> Task goal:
Return every record verbatim.

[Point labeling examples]

------------------------------------------------------------------------

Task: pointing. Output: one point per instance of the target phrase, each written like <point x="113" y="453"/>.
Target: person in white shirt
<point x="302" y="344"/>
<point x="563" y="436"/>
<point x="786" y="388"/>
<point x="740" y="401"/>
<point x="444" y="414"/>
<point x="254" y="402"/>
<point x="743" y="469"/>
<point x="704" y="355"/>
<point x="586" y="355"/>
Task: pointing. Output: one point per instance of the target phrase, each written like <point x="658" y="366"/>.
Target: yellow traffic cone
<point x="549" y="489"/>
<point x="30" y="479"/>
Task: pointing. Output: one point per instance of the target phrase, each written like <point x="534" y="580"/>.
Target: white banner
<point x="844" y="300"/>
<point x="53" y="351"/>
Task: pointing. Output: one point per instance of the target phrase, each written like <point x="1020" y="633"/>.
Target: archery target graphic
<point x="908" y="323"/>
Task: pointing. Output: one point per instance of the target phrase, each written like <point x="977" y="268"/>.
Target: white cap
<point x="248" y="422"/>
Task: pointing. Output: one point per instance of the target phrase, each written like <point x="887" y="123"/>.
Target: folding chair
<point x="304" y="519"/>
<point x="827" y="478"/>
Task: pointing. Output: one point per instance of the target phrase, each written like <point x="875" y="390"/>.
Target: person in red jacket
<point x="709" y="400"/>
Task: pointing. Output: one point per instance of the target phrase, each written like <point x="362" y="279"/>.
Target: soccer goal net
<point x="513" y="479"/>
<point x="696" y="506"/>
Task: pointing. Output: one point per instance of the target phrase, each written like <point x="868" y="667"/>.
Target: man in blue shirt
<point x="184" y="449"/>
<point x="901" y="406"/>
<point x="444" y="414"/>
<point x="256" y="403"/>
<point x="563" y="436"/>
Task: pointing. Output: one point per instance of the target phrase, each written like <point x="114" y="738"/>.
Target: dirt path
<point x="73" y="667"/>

------------------------------------------------------------------------

> Answer below:
Task: pointing. Output: one point per instance of the target phrase, each written like <point x="113" y="453"/>.
Target: person in white shirt
<point x="302" y="344"/>
<point x="563" y="436"/>
<point x="786" y="388"/>
<point x="740" y="401"/>
<point x="444" y="414"/>
<point x="254" y="402"/>
<point x="743" y="469"/>
<point x="704" y="355"/>
<point x="586" y="355"/>
Task: pointing. Output: one point per instance of the target phrase, each written like <point x="658" y="366"/>.
Target: yellow traffic cone
<point x="549" y="489"/>
<point x="30" y="479"/>
Task: pointing. Output: one point per instance of the target phrase, each written like <point x="534" y="580"/>.
Target: white banner
<point x="844" y="300"/>
<point x="53" y="351"/>
Task: pointing. Output: one point per instance of the target phrase, each written like <point x="1020" y="633"/>.
Target: archery target graphic
<point x="908" y="323"/>
Task: pointing. Output: one point per instance of the target phrase, each written like <point x="977" y="268"/>.
Target: white cap
<point x="248" y="422"/>
Task: pointing. Output: one point per instance of the target phrase, each written like <point x="887" y="123"/>.
Target: folding chair
<point x="304" y="519"/>
<point x="827" y="478"/>
Task: pointing. Output: one point per instance of the target phrase, each written like <point x="875" y="390"/>.
Target: person in red jacket
<point x="709" y="400"/>
Task: pointing. Output: one point per instance of the target phrase, each written like <point x="362" y="279"/>.
Target: soccer goal net
<point x="513" y="479"/>
<point x="696" y="506"/>
Task: pointing. Output: one point per instance of the target phrase, each written like <point x="868" y="667"/>.
Target: man in blue shirt
<point x="184" y="449"/>
<point x="901" y="406"/>
<point x="444" y="414"/>
<point x="256" y="403"/>
<point x="563" y="436"/>
Task: pointing. Output: one point per instance of the target phrase, each written like <point x="114" y="738"/>.
Target: dirt path
<point x="73" y="667"/>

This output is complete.